> **WRITTEN PROBLEM A**: In the drag racing passage below, between which distances are the two speed traps typically placed?
> **WRITTEN PROBLEM B**: Continue the drag racing passage below, starting after its last line.

> **DOCUMENT PASSAGE**:
[start]

Using the Time Slip shown to the right, can you calculate the average speed for each segment?
0 Feet to 60 Feet in 1.0080 Seconds = 60 / 1.0080 = 59.5 Feet per Second
60 Feet to 330 Feet in 1.6506 Seconds = 270 / 1.6506 = 163.5 Feet per Second
330 Feet to 660 Feet in 1.3714 seconds = 330 / 1.3714 = 240.6 Feet per Second
180 Miles Per Hour x [ 5280 Feet per Mile / 3600 Seconds Per Hour ] = 264 Feet per Second
The Speed Trap
When one looks at a time slip, the third thing a racer looks at (and usually the second thing for a spectator) is the speed.
Speed at a drag strip is measured as distance divided by time, and there are typically two speed traps- 594 feet to 660 feet and 1,254 feet to 1320 feet. While this system has been in place since the beginning of the drag racing timing system, it does have one small flaw: distance divided by time is only an average speed.
Math to the rescue!

[end]

> **RECORDS SHOWN**:
[start]

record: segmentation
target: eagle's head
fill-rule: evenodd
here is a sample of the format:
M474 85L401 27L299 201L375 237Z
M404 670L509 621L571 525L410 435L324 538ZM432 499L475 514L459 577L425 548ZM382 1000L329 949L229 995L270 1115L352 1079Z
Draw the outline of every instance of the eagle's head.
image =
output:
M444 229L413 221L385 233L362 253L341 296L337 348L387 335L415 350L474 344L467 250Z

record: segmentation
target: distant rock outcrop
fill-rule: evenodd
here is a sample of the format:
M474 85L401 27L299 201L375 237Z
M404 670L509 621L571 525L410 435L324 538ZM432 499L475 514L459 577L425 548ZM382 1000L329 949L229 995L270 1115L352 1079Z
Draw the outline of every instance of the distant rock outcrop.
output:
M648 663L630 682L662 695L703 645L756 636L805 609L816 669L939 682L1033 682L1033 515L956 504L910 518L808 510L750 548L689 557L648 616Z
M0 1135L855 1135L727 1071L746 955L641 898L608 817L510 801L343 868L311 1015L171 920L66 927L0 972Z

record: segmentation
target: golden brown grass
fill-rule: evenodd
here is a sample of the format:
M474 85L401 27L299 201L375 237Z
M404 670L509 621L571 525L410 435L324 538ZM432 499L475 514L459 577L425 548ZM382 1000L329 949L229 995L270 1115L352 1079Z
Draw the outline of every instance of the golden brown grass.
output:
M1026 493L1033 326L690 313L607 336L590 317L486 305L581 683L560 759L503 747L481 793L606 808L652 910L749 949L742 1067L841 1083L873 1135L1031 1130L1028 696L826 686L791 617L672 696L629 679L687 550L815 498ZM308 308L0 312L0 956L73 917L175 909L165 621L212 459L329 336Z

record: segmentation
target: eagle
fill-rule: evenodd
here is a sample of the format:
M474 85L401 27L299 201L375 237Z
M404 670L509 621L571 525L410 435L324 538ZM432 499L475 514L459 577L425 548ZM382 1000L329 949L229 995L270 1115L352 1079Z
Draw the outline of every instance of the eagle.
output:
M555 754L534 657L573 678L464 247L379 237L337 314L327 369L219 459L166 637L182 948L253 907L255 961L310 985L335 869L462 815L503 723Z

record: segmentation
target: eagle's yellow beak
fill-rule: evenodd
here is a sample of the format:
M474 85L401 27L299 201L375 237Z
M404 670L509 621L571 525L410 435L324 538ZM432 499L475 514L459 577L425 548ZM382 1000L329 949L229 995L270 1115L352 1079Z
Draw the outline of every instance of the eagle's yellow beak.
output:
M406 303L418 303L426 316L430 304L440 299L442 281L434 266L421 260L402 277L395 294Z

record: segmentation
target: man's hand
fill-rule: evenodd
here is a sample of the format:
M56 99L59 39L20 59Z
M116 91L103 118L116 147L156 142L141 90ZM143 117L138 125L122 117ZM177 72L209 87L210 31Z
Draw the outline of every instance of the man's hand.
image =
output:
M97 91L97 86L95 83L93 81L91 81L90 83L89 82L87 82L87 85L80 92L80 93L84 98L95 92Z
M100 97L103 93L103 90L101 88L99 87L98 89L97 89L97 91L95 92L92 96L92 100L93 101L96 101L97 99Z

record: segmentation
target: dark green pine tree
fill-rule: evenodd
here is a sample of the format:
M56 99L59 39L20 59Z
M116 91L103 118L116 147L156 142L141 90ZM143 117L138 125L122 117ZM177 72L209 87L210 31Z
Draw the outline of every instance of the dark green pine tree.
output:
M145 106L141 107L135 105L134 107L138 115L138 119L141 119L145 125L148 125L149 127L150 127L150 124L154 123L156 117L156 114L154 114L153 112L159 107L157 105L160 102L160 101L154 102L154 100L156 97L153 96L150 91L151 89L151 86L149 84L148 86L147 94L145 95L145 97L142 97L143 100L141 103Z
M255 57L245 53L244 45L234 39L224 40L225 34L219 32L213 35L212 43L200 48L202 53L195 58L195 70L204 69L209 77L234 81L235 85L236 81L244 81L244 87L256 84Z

[end]

> **WRITTEN ANSWER A**: From 594 feet to 660 feet and from 1,254 feet to 1320 feet.

> **WRITTEN ANSWER B**:
Given the time slip to the right, the car traveled the 66 foot long speed trap averaging 180.51 Miles Per Hour, which converts to 264.748 feet per second.
Velocity = Distance / Time can be converted to Time = Distance / Velocity
V = d/t , (t)V = (t)d/t , tV = d , t = d / V
66 feet / 264.748 feet per second = 0.249 seconds
4.0300 - 0.249 = 3.781 seconds
It took the car 0.249 seconds to travel the 66 feet, entering the speed trap at 3.781 seconds and exiting at 4.0300 seconds.
When it comes to analyzing data, that is, looking at it up close....one needs to be able to read between the lines. Data is only what you make of it. If you have a table of numbers in 20 columns and 2000+ rows, and that is how you look at it, then what benefit does it serve? If you take the numbers and apply them in a useful form, then they become information. With that said, there is also data that you do not see. It is hidden in the spaces between the numbers, and the only way to access it is by math.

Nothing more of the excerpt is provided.